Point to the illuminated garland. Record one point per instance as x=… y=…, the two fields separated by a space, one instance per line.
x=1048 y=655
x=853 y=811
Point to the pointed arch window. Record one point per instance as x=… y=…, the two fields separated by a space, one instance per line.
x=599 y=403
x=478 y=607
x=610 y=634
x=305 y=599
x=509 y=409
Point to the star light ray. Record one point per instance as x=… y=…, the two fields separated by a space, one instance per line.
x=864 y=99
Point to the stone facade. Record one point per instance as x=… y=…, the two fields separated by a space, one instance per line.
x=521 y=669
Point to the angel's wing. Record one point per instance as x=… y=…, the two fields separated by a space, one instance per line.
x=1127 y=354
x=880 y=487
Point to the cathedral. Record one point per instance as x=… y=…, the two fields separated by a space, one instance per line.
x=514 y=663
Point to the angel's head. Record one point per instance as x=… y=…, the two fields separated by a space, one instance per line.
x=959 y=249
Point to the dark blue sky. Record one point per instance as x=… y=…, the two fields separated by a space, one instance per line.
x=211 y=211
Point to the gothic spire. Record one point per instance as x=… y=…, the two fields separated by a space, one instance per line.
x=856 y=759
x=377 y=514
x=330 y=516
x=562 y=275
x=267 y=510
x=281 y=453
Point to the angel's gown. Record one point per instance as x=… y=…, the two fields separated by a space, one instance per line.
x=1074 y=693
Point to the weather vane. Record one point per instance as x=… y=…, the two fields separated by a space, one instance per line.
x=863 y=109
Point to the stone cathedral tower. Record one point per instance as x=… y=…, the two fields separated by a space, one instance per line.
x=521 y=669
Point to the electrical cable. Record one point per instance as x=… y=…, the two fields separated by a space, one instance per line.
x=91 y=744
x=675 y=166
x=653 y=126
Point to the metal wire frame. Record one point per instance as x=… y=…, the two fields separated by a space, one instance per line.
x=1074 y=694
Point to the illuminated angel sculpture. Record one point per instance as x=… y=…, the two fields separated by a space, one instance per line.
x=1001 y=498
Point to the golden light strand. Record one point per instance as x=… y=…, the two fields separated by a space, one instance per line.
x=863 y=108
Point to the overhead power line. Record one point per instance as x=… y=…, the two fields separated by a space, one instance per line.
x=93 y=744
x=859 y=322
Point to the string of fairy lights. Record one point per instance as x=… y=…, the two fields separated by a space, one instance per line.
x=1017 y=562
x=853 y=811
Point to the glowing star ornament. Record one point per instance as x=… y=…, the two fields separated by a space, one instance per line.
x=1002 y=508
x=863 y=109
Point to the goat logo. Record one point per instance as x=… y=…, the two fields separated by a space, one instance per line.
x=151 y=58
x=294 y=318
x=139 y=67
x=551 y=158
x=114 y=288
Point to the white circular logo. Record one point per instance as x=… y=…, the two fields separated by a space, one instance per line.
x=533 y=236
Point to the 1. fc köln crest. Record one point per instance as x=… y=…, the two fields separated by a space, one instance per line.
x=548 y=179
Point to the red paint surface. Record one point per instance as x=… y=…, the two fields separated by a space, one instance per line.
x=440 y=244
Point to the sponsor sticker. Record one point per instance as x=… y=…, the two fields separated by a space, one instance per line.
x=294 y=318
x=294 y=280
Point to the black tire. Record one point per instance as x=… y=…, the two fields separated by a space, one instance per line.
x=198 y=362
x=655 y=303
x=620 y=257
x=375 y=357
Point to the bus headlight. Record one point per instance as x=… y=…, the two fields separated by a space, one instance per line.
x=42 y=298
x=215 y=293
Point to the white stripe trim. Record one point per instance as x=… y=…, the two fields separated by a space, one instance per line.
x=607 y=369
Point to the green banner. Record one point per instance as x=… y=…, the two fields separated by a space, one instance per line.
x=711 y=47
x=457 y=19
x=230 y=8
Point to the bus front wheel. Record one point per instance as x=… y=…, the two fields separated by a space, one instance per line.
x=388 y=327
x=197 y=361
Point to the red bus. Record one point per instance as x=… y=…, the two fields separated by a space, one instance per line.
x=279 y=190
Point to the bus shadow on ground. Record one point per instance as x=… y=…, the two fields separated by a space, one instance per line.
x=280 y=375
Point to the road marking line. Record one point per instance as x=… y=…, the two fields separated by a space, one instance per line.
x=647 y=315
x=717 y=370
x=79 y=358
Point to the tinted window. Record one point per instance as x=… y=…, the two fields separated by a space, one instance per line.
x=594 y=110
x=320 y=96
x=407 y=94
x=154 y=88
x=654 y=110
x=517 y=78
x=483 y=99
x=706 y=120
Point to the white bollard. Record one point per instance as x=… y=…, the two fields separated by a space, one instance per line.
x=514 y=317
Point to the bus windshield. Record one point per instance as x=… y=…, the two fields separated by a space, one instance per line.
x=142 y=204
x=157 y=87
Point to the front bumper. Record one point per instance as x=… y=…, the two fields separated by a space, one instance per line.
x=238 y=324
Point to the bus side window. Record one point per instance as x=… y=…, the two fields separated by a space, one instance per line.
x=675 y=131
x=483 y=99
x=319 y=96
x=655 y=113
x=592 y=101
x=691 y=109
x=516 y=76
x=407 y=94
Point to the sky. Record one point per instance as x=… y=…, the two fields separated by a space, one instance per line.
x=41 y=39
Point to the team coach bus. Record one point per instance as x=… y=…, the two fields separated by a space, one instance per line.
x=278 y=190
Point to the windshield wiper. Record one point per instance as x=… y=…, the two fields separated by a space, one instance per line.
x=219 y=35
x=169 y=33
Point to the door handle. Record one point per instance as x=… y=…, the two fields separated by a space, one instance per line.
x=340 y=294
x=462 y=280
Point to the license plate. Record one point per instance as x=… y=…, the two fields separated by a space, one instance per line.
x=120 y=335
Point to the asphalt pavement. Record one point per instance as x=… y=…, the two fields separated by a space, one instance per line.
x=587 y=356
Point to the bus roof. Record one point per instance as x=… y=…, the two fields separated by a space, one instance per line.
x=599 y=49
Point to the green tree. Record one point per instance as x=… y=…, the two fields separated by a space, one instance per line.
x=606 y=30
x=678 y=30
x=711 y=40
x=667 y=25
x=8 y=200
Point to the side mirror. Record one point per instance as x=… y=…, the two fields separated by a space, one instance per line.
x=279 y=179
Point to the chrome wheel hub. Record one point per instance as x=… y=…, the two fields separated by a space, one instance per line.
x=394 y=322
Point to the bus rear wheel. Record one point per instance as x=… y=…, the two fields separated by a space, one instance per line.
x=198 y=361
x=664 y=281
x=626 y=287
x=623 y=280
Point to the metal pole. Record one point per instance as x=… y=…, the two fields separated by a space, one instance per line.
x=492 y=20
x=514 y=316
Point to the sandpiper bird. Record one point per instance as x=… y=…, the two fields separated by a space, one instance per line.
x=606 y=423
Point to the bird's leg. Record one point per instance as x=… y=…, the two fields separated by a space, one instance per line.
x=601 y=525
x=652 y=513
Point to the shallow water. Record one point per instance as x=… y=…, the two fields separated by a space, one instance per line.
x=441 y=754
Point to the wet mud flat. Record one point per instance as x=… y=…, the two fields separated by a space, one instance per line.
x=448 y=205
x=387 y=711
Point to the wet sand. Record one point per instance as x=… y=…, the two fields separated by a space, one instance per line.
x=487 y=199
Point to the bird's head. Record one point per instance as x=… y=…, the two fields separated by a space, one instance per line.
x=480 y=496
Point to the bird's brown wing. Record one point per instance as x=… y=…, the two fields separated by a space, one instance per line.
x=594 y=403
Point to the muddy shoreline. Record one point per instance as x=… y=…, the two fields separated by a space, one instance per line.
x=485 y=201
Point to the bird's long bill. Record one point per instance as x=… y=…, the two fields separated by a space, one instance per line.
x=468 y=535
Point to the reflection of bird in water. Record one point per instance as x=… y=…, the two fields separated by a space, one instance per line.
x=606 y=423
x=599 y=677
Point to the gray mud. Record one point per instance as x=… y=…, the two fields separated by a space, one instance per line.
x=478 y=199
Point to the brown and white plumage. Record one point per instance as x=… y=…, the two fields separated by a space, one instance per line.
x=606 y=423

• • • • •

Copy out the records from the line containing "Point to the windshield" through the line containing "x=514 y=316", swapping "door handle" for "door latch" and leaving everything else as it is.

ANSWER TO THIS EXERCISE >>
Point to the windshield wiper. Record one point per instance as x=… y=…, the two fields separated by a space, one instance per line.
x=219 y=35
x=169 y=33
Point to the door latch. Record one point per instance as x=… y=…, the two fields separated by a space, one instance per line.
x=340 y=294
x=462 y=280
Point to the license plate. Record one point per instance as x=… y=…, the two fields separated by a space, one instance per line.
x=120 y=335
Point to the asphalt pavement. Record one point per instance as x=… y=…, the two fields separated by a space, one instance per line.
x=587 y=356
Point to the bus roof. Record one point per instance as x=… y=…, the two fields separated by a space, one instance per line.
x=599 y=49
Point to the green tree. Record one point per instance as x=… y=…, the two fields separated by a space, one instance per line.
x=606 y=30
x=678 y=30
x=711 y=40
x=667 y=25
x=8 y=200
Point to the side mirror. Record one point per instance as x=… y=…, the two fields separated by a space, one instance per line.
x=279 y=179
Point to the chrome wheel hub. Record one point per instance as x=… y=…, the two fields separated by a space, one instance per line.
x=394 y=322
Point to the bus rear wheel. Record one point per instance as x=… y=…, the two fields separated by a space, one instance per line.
x=198 y=361
x=664 y=281
x=626 y=287
x=623 y=280
Point to the metal pole. Record one point per instance as x=… y=…, the two fields separated by a space, one instance per line.
x=492 y=20
x=514 y=316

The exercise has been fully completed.